### Your instructions:
Continue the text about the ITFC energy import financing for Pakistan, starting after its last sentence.

### Text:
====================

The Islamic Trade Finance Corporation (ITFC) has provided US$761.5mn in financing to the government of Pakistan for energy imports.
State-owned firms Pakistan State Oil Company, Pak Arab Refinery and Pakistan LNG will use the facility to fund imports of crude oil, refined petroleum products and liquefied natural gas (LNG), Pakistan’s ministry of economic affairs says in a statement.
The syndicated murabaha facility, signed on November 10 and available immediately, has a tenor of one year. The ITFC had not responded to a request for further details of the deal from GTR as of press time.
The ministry said that the ITFC had initially agreed to extend US$300mn in financing for energy imports, but the deal was significantly oversubscribed due to the “growing energy needs of the country and enhanced confidence level of international financial institutions on its economic reforms and recovery amid the Covid-19 pandemic”.

====================

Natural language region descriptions

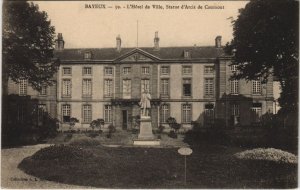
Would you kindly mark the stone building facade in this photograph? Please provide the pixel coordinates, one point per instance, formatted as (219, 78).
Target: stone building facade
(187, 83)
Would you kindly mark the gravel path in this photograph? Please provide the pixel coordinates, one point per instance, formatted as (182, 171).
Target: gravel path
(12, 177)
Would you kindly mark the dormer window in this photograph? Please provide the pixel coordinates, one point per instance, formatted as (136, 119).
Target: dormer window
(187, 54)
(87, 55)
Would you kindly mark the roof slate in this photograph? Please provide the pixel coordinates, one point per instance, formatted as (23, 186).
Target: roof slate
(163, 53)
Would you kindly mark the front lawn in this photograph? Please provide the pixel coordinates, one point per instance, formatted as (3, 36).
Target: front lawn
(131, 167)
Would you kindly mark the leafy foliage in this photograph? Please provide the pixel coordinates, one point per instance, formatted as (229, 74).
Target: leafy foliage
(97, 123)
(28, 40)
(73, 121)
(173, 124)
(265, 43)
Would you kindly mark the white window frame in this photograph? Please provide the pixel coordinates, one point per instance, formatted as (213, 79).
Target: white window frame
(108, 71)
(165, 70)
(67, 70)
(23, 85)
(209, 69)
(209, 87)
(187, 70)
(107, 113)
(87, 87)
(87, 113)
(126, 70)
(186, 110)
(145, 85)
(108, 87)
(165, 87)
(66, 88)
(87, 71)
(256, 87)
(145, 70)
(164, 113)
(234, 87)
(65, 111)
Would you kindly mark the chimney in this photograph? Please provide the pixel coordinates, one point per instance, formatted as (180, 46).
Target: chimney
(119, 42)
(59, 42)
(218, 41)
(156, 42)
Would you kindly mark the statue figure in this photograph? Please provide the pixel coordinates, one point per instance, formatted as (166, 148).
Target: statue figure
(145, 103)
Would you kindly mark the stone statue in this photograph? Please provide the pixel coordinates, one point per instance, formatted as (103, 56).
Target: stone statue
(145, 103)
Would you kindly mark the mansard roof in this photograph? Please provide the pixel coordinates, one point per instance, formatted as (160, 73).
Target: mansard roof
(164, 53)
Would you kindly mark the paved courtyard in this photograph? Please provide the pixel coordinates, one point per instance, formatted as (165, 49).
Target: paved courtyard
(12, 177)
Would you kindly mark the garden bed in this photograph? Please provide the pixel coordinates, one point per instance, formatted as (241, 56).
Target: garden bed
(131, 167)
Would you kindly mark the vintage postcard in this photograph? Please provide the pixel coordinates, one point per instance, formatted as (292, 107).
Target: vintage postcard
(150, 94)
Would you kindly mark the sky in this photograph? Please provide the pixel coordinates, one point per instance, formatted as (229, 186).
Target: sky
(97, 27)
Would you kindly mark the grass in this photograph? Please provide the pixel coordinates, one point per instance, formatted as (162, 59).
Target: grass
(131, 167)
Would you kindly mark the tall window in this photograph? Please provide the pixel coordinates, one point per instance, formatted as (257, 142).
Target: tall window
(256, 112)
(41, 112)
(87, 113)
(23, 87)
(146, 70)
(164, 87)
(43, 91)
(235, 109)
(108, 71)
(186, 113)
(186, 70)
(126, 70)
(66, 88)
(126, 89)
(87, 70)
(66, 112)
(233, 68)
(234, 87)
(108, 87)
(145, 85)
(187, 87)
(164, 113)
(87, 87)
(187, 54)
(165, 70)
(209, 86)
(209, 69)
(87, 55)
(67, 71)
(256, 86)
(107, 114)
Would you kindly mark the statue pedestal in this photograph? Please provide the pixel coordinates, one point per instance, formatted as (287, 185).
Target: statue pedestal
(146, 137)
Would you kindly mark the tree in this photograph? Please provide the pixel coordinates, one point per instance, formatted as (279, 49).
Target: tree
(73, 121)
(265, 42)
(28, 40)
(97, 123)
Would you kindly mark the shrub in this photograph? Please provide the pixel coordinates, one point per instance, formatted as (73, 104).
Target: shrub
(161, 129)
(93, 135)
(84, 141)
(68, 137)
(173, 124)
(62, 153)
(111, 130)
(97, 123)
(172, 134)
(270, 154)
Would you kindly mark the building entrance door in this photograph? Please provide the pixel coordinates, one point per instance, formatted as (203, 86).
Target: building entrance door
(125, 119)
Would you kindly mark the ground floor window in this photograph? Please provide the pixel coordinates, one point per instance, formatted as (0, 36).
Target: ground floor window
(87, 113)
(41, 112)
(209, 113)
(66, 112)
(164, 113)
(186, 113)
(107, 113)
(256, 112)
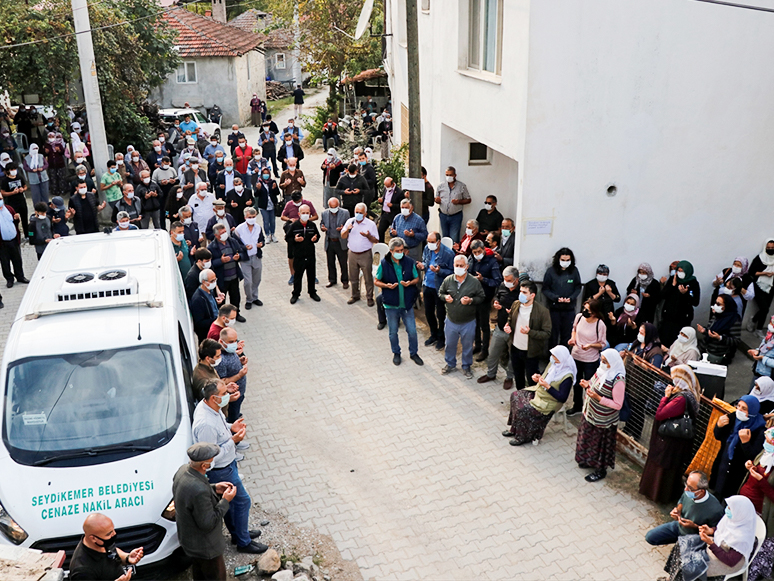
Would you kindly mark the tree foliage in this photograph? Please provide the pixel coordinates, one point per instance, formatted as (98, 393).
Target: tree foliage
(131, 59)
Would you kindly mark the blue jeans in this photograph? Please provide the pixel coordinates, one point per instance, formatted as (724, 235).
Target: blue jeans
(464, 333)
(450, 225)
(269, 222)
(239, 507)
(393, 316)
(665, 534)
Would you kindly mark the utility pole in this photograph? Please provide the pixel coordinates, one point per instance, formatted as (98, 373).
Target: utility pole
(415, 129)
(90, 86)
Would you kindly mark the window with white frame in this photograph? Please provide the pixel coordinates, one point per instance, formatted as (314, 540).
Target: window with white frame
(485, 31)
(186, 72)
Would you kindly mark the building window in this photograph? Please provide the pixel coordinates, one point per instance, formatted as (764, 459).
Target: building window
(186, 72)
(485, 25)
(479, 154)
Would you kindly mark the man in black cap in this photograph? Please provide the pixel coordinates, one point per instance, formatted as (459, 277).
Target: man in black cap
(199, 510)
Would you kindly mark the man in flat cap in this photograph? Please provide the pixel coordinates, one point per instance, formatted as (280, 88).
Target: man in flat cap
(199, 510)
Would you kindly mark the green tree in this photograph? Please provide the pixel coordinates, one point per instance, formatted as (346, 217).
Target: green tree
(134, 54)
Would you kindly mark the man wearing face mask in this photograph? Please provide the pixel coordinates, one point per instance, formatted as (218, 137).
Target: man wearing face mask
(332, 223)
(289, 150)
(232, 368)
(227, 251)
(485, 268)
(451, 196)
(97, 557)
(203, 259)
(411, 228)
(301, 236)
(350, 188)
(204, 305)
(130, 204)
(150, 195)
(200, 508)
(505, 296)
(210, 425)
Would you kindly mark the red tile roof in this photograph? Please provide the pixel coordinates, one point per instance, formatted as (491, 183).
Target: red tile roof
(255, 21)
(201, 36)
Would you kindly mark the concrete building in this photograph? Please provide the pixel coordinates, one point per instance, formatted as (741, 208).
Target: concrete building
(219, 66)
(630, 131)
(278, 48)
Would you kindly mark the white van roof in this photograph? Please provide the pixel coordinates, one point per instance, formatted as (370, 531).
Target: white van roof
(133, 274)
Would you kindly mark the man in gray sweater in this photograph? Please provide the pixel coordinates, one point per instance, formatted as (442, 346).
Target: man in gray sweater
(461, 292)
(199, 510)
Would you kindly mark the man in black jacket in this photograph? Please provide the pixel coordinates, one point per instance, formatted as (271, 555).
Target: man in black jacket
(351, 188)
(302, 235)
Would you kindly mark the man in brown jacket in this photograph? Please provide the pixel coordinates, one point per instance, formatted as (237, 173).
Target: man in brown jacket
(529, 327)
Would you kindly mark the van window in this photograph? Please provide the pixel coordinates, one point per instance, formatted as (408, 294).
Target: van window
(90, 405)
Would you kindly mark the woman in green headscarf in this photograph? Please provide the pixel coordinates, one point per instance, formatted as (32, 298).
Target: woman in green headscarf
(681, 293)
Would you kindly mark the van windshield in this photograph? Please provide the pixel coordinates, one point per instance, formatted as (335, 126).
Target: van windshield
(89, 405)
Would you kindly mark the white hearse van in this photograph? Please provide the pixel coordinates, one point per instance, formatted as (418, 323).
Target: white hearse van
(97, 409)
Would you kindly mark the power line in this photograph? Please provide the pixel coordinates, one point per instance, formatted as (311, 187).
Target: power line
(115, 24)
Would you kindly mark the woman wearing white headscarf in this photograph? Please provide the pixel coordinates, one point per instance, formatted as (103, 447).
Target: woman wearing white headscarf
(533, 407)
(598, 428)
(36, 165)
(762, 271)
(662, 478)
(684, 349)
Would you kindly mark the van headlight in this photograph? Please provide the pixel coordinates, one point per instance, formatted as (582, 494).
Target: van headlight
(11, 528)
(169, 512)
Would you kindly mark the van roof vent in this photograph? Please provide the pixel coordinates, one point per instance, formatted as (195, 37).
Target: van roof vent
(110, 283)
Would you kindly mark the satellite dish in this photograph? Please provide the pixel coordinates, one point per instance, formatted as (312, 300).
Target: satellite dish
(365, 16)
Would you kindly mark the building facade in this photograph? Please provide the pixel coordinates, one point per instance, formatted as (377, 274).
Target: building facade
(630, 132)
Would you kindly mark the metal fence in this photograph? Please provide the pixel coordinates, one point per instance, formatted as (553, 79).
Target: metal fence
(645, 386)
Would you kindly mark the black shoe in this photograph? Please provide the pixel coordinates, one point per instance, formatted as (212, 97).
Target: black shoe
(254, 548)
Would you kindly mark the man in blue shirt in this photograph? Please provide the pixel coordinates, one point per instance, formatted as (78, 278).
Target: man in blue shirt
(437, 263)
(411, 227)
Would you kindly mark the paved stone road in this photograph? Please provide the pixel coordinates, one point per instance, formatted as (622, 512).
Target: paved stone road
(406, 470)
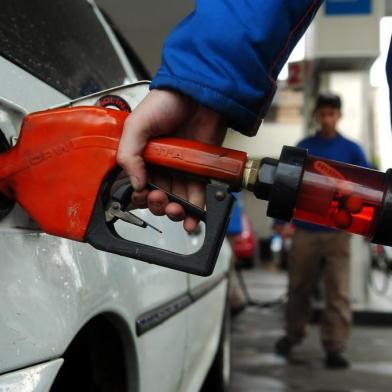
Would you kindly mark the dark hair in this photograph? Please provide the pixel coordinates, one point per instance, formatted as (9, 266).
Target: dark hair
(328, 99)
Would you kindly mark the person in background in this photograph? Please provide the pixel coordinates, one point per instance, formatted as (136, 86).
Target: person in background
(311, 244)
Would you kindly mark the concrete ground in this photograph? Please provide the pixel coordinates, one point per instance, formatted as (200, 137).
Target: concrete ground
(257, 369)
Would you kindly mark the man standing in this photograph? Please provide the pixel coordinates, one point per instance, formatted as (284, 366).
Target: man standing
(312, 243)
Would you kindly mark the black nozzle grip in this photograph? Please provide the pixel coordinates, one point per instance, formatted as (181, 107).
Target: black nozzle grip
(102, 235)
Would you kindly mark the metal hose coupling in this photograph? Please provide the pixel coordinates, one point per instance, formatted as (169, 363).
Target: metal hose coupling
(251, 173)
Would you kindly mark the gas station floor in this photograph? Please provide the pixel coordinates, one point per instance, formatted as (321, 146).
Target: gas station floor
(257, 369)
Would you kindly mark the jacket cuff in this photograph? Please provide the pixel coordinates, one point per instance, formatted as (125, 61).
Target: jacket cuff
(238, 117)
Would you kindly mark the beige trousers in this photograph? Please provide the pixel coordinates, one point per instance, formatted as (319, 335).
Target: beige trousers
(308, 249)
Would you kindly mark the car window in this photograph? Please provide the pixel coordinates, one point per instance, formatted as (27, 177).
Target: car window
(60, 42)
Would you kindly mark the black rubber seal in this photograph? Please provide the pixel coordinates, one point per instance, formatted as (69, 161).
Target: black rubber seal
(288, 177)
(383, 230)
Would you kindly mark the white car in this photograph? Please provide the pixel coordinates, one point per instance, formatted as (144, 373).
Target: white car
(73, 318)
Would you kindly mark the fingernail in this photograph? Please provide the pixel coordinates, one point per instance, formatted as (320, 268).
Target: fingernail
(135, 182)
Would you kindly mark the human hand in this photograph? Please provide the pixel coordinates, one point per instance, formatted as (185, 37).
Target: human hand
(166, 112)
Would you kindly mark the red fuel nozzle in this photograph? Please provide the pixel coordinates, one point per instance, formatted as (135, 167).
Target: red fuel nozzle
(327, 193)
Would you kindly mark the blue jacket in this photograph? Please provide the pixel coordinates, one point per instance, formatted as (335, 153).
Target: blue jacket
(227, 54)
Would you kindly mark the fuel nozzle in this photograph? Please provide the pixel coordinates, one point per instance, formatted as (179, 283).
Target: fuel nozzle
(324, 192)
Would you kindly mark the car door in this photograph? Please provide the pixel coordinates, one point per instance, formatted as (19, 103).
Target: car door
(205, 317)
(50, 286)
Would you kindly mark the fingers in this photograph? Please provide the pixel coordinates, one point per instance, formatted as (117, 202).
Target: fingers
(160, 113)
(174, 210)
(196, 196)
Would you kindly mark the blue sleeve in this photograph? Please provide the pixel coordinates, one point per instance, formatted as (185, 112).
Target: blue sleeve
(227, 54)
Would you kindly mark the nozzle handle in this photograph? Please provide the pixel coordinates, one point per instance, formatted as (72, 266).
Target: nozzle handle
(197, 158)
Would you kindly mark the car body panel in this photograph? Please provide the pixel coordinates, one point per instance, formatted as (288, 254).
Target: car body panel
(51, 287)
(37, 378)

====================

### Exercise response:
“The financing facility will also be helpful in financing [the] oil and gas import bill of the country and easing pressure on foreign exchange reserves,” the statement adds.
Pakistan’s import costs hit a record high this year, according to official data cited by Bloomberg, due to surging prices of key commodities such as LNG.
In February, the Pakistani government and ITFC also agreed on an annual financing plan for energy imports under which the ITFC, part of the Islamic Development Bank, said it would provide US$1.1bn in financing.